* _Requirement_: Every entry is to be transcribed as it stands. Images stay out.

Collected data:
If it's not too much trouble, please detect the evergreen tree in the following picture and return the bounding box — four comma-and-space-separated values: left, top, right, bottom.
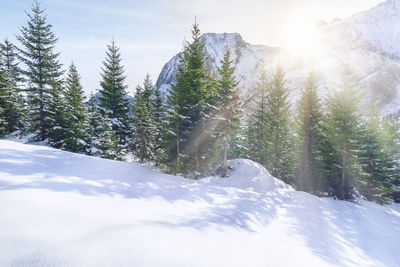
247, 60, 269, 166
229, 123, 250, 159
151, 85, 167, 165
0, 39, 26, 136
47, 77, 66, 147
88, 99, 122, 160
63, 62, 90, 153
98, 40, 130, 145
264, 66, 295, 184
215, 48, 241, 176
296, 72, 324, 194
320, 72, 362, 200
95, 114, 123, 160
17, 0, 63, 141
381, 116, 400, 202
195, 69, 220, 174
132, 74, 154, 162
350, 109, 399, 203
165, 21, 208, 174
0, 57, 6, 136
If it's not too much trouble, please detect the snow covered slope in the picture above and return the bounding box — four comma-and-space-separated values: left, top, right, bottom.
156, 0, 400, 115
0, 140, 399, 266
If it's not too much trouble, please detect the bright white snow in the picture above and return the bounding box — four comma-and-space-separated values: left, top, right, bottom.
0, 140, 399, 266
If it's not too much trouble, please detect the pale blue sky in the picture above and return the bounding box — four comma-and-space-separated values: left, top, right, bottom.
0, 0, 383, 95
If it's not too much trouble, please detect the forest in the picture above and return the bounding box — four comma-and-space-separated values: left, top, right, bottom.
1, 1, 399, 203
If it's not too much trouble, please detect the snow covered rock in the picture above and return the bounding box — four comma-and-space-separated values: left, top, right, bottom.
216, 159, 292, 192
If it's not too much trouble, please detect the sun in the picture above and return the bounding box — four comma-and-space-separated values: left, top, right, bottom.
279, 18, 324, 58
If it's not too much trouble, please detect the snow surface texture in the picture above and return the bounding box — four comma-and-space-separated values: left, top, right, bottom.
0, 140, 399, 267
156, 0, 400, 115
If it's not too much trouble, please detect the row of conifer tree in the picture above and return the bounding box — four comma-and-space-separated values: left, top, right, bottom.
0, 1, 399, 203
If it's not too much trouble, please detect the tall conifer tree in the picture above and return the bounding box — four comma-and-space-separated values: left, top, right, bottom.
321, 72, 362, 200
132, 74, 154, 162
166, 21, 208, 174
0, 39, 26, 135
17, 0, 63, 141
296, 72, 324, 193
151, 85, 167, 164
63, 62, 89, 152
247, 61, 269, 166
264, 66, 295, 184
215, 48, 241, 176
99, 40, 130, 145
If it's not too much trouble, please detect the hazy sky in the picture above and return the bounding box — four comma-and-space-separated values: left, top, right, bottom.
0, 0, 383, 95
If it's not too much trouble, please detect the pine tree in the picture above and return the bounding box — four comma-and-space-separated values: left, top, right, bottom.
48, 77, 66, 147
321, 72, 362, 200
381, 116, 400, 202
0, 57, 6, 136
0, 39, 26, 136
96, 114, 123, 160
98, 40, 130, 145
349, 108, 400, 203
88, 99, 122, 160
165, 21, 208, 174
296, 72, 324, 194
17, 0, 63, 141
215, 48, 241, 176
132, 74, 154, 162
247, 60, 269, 166
229, 123, 250, 159
264, 66, 295, 184
63, 62, 89, 153
151, 85, 167, 165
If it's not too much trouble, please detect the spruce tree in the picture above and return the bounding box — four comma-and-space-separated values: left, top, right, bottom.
321, 72, 362, 200
0, 57, 6, 136
98, 40, 130, 145
63, 62, 90, 153
17, 0, 63, 141
264, 66, 295, 184
95, 114, 123, 160
151, 85, 167, 165
0, 39, 26, 136
247, 60, 269, 166
352, 109, 399, 203
132, 74, 154, 162
381, 116, 400, 202
215, 48, 241, 176
88, 99, 122, 160
47, 77, 66, 147
165, 21, 208, 174
296, 72, 324, 194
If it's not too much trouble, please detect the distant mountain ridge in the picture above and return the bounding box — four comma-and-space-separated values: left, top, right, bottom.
156, 0, 400, 116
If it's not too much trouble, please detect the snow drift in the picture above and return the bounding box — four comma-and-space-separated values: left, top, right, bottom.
0, 140, 399, 266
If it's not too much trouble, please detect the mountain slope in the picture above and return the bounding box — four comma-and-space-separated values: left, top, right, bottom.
0, 140, 399, 266
156, 0, 400, 115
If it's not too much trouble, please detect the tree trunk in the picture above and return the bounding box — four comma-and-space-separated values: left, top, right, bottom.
222, 133, 229, 177
194, 143, 200, 173
176, 124, 180, 170
341, 143, 346, 200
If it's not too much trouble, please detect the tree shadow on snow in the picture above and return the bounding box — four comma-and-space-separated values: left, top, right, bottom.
1, 143, 399, 265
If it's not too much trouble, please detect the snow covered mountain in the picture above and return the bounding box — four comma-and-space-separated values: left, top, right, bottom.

* _Written answer_:
If it's not too much trouble, please detect the evergreen tree in the following picture and return the bounding box — four comma-and-space-separated values: left, top, right, bottom.
247, 60, 269, 166
229, 123, 250, 159
151, 85, 167, 165
0, 39, 26, 136
47, 77, 66, 147
88, 99, 122, 160
63, 62, 90, 153
98, 40, 130, 145
264, 66, 295, 184
215, 48, 241, 176
296, 72, 324, 194
320, 72, 362, 200
95, 114, 123, 160
17, 0, 63, 141
381, 116, 400, 202
195, 69, 220, 174
132, 74, 154, 162
350, 109, 399, 203
165, 21, 208, 174
0, 57, 6, 136
If it's not too much trouble, please detect the snow covered slope in the picture above and return the bounding box — four comma-and-space-separated values: left, top, right, bottom.
156, 0, 400, 115
0, 140, 399, 266
If it's not too much trouble, please detect the bright white snow in the picture above and return the bounding box — four comma-and-space-separated values: left, top, right, bottom.
0, 140, 399, 266
If it's not too much trouble, please detect the pale blue sky in the picture above and return the bounding box — four comma-and-space-separated values: left, top, right, bottom.
0, 0, 383, 95
If it's not too much trouble, please detect the forest in the picture above and return the bounding box — four comma-and-space-separated values: left, top, right, bottom.
1, 1, 399, 203
If it's not too much trouble, please detect the snow covered rock in the picture above and return the bounding box — four comma-and-space-separated values: left, top, right, bottom.
216, 159, 292, 192
If it's not too much trouble, please detect the sun in the picture above and return the bounding box — four comma-and-space-separated values: left, top, right, bottom.
279, 18, 324, 58
If it's not too much trouble, please detect the snow surface texture in the picture above and return the bounding box — four comma-and-space-separated values: left, top, right, bottom.
0, 140, 399, 267
156, 0, 400, 115
If it's not too much trouble, please detect the row of conifer tree in the picture above and return the bounding box — four comma-and-space-separated values: left, top, right, bottom.
0, 1, 399, 203
If it's not too much trouble, please detect the tall conifer tree in the picture above and return the bounding box — four comma-and-space-separated values: left, top, right, bottom.
321, 72, 362, 200
132, 74, 154, 162
166, 21, 208, 174
0, 39, 26, 135
17, 0, 63, 141
296, 72, 324, 193
151, 85, 167, 164
63, 62, 89, 152
247, 61, 269, 166
264, 66, 295, 184
215, 48, 241, 176
99, 40, 130, 145
If it's not too much trouble, please detect the hazy sky in the picture above and return the bounding box — four comma-and-space-separated values: left, top, right, bottom.
0, 0, 383, 95
If it's not too much trouble, please detect the pine tree in the picture above and return the bounding box — four comma-and-space-separated values: left, top, right, bottom.
48, 77, 66, 147
321, 72, 362, 200
381, 116, 400, 202
0, 57, 6, 136
0, 39, 26, 136
96, 114, 123, 160
98, 40, 130, 145
349, 108, 400, 203
88, 99, 122, 160
165, 21, 208, 174
296, 72, 324, 194
17, 0, 63, 141
215, 48, 241, 176
132, 74, 154, 162
247, 60, 269, 166
229, 123, 250, 159
264, 66, 295, 184
63, 62, 89, 153
151, 85, 167, 165
If it's not too much trouble, please detect the spruce tree in the picture above and return the bounding box — four comma-and-space-separated values: left, top, right, bottom.
321, 72, 362, 200
0, 57, 6, 136
98, 40, 130, 145
63, 62, 90, 153
17, 0, 63, 141
264, 66, 295, 184
95, 114, 123, 160
151, 85, 167, 165
0, 39, 26, 136
247, 60, 269, 166
352, 109, 399, 203
132, 74, 154, 162
381, 116, 400, 202
215, 48, 241, 176
88, 99, 122, 160
47, 77, 66, 147
165, 21, 208, 174
296, 72, 324, 194
If it's not too much trouble, please detect the distant mountain ridge in the picture above and return the bounding box — four comma-and-space-separated values: left, top, right, bottom.
156, 0, 400, 116
If it's not too much trouble, please detect the snow drift in the picture above and return the bounding box — four comma-and-space-separated values: left, top, right, bottom.
0, 140, 399, 266
If it's not too much trouble, please detect the mountain slope in the picture above and return the bounding box — four comma-and-space-separated values: left, top, right, bottom.
0, 140, 399, 266
156, 0, 400, 115
If it's not too much trouble, please detect the tree trunk in the picture above and return the bounding box — four comma-and-space-separated values: left, top, right, bottom.
222, 133, 229, 177
194, 143, 200, 173
176, 124, 180, 170
341, 143, 346, 200
If it's not too much trouble, please detect the tree shadow on snow in the picture above and return the bounding box — four comma-and-space-separated values: left, top, right, bottom.
1, 143, 399, 265
If it's not too much trouble, please detect the snow covered mountain in the picture above and return the bounding box — four comma-and-space-separated values: left, top, right, bottom.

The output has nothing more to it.